__Consignes__.
• 1. D'après le texte sur l'album Racines, répondez aux questions suivantes :
(a) Qui tient la basse ?
(b) Dans quel studio Jah9 est-elle arrivée à l'improviste ?
(c) Quelle chanson de Bob Marley U-Roy reprend-il ?
• 2. Rédigez la suite du texte sur l'album Racines, à partir de sa dernière phrase.

LA RÉUNION DU MEILLEUR POUR RACINES

Pour Racines, Tiken Jah Fakoly souhaitait s'entourer du meilleur. Nul doute, son vœu a été exaucé. Jugez vous-même... Robbie Lyn, le spécialiste jamaïcain des claviers qui a accompagné tous les noms prestigieux de la planète reggae, Sly Dunbar à la batterie et Robbie Shakespeare à la basse, certainement la plus solide des rythmiques tout terrain que l’histoire de la musique a fabriqué - on ne compte plus les sessions de studio ni les groupes auxquels ils ont participé -, et Mikey Chung qui a trimbalé sa guitare un peu partout, posant ses accords aussi bien chez James Brown que chez Grâce Jones ou Serge Gainsbourg, quand ce dernier pensait reggae. Nul doute aussi que tous ces vétérans de haute volée n’ignorent rien de ce qui touche de près ou de loin au répertoire jamaïcain.

L’album Racines est un album construit aussi autour de rencontres. La plus sympathique et la plus inattendue est certainement celle de Jah9, jeune chanteuse ivoirienne qui, cherchant à rencontrer Tiken, a débarqué à l’improviste dans le studio Tuff Gong à Kingston. De cette rencontre, sa voix veloutée s’est posé sur Fade Away, une reprise de Junior Byles.

Parmi les autres chanteurs qui ont accepté la proposition de Tiken Jah, il y a Max Romeo, un petit homme de 70 ans qui a construit sa carrière en même temps que Bob Marley. Les chansons Chase the Devil, One Step Forward ou War Inna Babylon, c’est lui. Max Romeo a l’esprit « roots and culture ». Ensuite, nous avons Ken Boothe, qui rêve de l’Afrique et qui chante un texte sur les préjugés raciaux (Is It Because I’m Black, chanson inspirée par le crime raciste de Ferguson, aux États-Unis). Enfin, U-Roy, le doyen de la bande, pose sa voix grave sur la reprise de la célèbre chanson Get Up Stand Up de Bob Marley.

__Données fournies__.

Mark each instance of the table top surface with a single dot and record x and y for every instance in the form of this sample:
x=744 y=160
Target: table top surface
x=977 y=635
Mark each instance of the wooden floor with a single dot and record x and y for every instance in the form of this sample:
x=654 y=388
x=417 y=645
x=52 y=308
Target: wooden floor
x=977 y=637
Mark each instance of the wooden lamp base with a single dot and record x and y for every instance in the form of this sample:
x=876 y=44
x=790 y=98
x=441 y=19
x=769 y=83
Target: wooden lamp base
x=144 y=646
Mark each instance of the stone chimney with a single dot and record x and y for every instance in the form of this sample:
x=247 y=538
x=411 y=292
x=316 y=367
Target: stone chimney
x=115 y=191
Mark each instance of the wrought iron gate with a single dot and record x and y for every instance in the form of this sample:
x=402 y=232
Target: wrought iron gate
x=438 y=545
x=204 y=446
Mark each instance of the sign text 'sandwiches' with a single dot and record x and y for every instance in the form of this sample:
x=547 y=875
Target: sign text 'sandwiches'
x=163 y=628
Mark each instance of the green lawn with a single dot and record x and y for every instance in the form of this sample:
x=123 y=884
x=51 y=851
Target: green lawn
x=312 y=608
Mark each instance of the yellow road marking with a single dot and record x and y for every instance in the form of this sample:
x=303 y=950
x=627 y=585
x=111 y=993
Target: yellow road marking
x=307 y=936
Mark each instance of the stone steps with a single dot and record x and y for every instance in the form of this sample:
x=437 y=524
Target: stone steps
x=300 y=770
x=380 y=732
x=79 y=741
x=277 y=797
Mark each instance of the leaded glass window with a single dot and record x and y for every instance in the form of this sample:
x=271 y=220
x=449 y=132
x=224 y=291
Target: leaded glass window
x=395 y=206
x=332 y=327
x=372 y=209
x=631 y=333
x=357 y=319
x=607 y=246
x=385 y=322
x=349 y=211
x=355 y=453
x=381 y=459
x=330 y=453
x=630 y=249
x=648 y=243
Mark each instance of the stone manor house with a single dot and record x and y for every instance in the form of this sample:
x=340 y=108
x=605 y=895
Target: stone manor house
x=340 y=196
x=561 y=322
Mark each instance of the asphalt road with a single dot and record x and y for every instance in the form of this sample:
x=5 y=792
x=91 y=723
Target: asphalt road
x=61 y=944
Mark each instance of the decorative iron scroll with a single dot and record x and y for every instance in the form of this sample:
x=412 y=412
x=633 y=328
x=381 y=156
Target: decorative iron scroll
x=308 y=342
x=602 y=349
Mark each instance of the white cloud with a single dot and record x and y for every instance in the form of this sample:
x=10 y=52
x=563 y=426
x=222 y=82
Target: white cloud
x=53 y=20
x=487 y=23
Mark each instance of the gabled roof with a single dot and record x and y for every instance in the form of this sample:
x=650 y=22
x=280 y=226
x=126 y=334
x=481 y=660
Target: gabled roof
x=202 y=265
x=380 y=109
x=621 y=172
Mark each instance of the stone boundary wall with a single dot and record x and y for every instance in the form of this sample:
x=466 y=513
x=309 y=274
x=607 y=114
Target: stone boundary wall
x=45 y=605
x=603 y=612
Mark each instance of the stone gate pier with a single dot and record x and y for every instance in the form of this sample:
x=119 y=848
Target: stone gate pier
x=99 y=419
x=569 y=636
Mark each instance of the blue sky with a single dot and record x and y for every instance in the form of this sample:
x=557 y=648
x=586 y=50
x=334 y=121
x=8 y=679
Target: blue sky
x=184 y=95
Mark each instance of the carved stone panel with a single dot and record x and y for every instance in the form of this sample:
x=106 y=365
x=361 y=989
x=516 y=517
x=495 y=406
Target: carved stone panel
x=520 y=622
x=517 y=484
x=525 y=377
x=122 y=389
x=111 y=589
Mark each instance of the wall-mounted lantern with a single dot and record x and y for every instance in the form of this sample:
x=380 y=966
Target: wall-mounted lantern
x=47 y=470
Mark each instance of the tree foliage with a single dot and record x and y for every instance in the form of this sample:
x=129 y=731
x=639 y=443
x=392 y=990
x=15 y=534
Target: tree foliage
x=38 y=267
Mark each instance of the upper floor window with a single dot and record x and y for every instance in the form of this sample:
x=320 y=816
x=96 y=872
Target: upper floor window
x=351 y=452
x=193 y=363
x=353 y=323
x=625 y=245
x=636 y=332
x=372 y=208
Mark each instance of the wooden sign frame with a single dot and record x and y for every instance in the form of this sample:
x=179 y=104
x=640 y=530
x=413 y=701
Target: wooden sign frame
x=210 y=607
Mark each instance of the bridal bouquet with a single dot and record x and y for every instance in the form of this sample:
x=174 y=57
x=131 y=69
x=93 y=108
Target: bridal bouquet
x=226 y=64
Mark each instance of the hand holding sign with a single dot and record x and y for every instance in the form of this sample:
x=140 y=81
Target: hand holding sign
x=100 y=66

==

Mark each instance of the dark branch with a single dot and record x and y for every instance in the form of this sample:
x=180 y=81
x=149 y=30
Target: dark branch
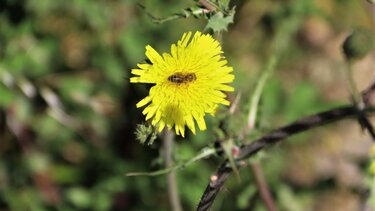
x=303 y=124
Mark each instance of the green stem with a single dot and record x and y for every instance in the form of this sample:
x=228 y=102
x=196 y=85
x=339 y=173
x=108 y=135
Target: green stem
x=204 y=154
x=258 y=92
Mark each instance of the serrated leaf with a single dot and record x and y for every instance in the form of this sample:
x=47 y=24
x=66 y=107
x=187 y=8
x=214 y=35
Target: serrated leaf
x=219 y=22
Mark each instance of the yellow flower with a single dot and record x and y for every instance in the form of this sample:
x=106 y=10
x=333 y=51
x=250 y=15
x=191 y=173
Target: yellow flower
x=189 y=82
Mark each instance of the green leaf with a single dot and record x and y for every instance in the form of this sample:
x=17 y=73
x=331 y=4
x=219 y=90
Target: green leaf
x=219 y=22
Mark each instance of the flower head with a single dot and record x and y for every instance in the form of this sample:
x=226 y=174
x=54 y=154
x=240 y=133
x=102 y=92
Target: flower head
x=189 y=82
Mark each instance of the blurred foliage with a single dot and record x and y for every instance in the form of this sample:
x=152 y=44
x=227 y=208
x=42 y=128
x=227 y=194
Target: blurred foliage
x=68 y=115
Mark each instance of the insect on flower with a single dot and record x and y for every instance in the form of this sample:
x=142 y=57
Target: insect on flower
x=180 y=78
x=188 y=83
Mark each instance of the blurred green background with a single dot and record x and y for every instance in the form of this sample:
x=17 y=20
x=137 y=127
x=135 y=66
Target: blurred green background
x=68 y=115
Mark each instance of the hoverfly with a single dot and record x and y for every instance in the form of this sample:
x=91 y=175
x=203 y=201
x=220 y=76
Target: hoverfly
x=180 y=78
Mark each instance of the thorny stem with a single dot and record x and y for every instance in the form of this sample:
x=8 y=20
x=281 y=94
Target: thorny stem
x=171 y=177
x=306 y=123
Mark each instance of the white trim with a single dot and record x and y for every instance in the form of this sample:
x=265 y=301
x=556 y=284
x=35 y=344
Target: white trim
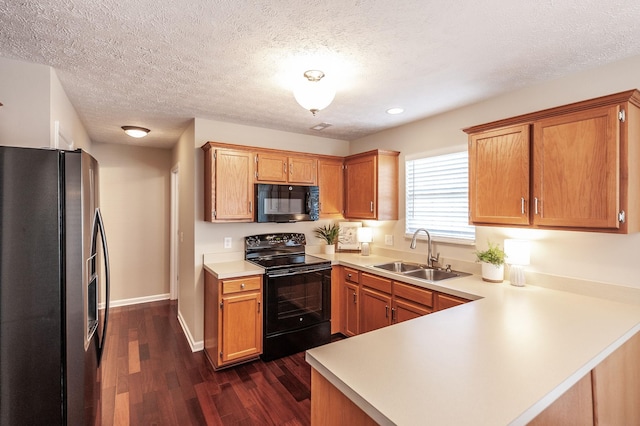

__Réponses dans l'ordre__.
• 1.
(a) Robbie Shakespeare
(b) Le studio Tuff Gong, à Kingston
(c) Get Up Stand Up

• 2.
Le disque Racines n’est pas un pur produit estampillé "Jamaïque". Même si la mouture première a été enregistrée dans l'île, avec l’utilisation d’instruments africains, Racines transporte dans ses bagages les traces sonores d’un art africain déployant toute sa puissance. Les chansons réarrangées projettent le reggae jamaïcain dans une autre dimension, tout en construisant un pont fraternel et chaleureux entre artistes jamaïquain et africain. Il ne pouvait en être autrement avec Tiken Jah Fakoly.


INTERVIEW TIKEN JAH FAKOLY

Bonjour Tiken… Votre dernier album s’appelle Racines. C’est un album constitué de grands standards du reggae jamaïcain, mais pas seulement. Quand on jette un regard sur votre parcours artistique, il y avait déjà eu un petit essai en 2007 avec l’adaptation de la chanson de Sting, Englishman in New York. Qu’est-ce qui vous a décidé à enregistrer un album entièrement fait de reprises ?

Tiken Jah Fakoly" : au début de ma carrière, si je ne faisais pas de reprises, c’est par ce que je ne voulais pas ressembler à quelqu’un. J’ai souvent remarqué que les chansons reprises par des potes faisaient penser trop souvent à des copies. Ils avaient des timbres de voix trop proches, et c’est ce qui m’a bloqué à mes débuts. Mais Racines, c'est autre chose. Il était important que je fasse cet album-là, simplement pour rendre hommage à l’âge d’or du reggae. J’ai voulu aussi, à travers cet album, démontrer que la source du reggae, c’est l’Afrique, même si cette musique-là a été créée en Jamaïque. J’y ai placé des instruments traditionnels comme la kora ou le balafon sur des titres connus… Cet album concrétise aussi une prophétie de Bob Marley qui avait dit lors d’une interview que le reggae retournerait un jour à la source.

Vous avez enregistré une partie de l’album à Kingston, dans le studio mythique de Bob Marley, Studio Tuff Gong et puis la partie africaine à Bamako… Est-ce que les Jamaïcains avec qui vous avez travaillé ont cet attachement à l’Afrique ?

Oui. Ils étaient d’ailleurs très heureux de voir que leurs voix allaient voyager jusqu’en Afrique, surtout Ken Boothe. N’ayant jamais été en Afrique, Ken était ravi de faire un titre avec moi… Tous les gens qui sont dans l’album sont attachés à l’Afrique, d’ailleurs cela se ressent dans leurs chansons. Tous les Jamaïcains disent leur appartenance à l’Afrique. Ils ont la nationalité jamaïcaine, c’est leur patrie, mais ils sont très attachés à l’Afrique.

Comme avez-vous constitué la liste de l’album, car j’imagine qu’il existe une liste astronomique de titres que vous aimez ? Les 11 titres qui y figurent sont-ils la bande son de votre vie ?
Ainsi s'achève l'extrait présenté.